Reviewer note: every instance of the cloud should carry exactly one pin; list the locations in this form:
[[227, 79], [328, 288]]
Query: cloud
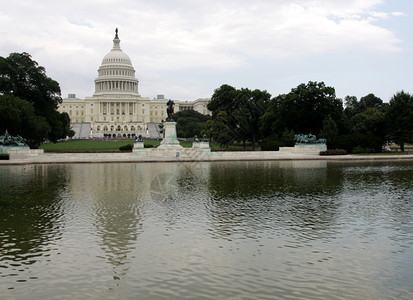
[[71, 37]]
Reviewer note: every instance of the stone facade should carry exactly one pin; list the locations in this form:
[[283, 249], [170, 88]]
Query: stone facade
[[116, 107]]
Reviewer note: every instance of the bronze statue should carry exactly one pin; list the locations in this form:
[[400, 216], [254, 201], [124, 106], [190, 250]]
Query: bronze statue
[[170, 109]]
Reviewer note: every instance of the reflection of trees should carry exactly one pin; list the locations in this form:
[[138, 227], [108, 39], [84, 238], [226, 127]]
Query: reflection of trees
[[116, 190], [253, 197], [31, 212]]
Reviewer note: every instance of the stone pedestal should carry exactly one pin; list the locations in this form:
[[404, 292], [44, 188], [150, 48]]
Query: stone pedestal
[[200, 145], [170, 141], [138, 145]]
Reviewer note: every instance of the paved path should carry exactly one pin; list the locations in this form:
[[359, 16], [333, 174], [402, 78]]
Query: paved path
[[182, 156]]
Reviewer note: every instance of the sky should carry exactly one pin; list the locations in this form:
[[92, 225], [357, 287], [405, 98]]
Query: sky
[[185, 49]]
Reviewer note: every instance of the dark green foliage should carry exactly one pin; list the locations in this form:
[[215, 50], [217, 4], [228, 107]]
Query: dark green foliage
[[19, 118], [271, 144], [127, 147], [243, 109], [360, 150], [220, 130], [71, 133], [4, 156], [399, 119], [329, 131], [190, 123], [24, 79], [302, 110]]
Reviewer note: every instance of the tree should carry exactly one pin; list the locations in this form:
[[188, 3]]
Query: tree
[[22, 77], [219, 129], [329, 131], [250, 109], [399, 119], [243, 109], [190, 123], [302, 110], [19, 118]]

-*-*-

> _AIM_
Change "sky" to "horizon" in the stretch of the listing from the line containing "Reviewer note: every instance of the sky" through the line containing "[[185, 49]]", and return only those lines, otherwise unchanged.

> _EXERCISE RESPONSE_
Reviewer note: every instance of the horizon should carry exactly one pin; list the locations in this form:
[[92, 225], [357, 287], [405, 98]]
Query: horizon
[[185, 49]]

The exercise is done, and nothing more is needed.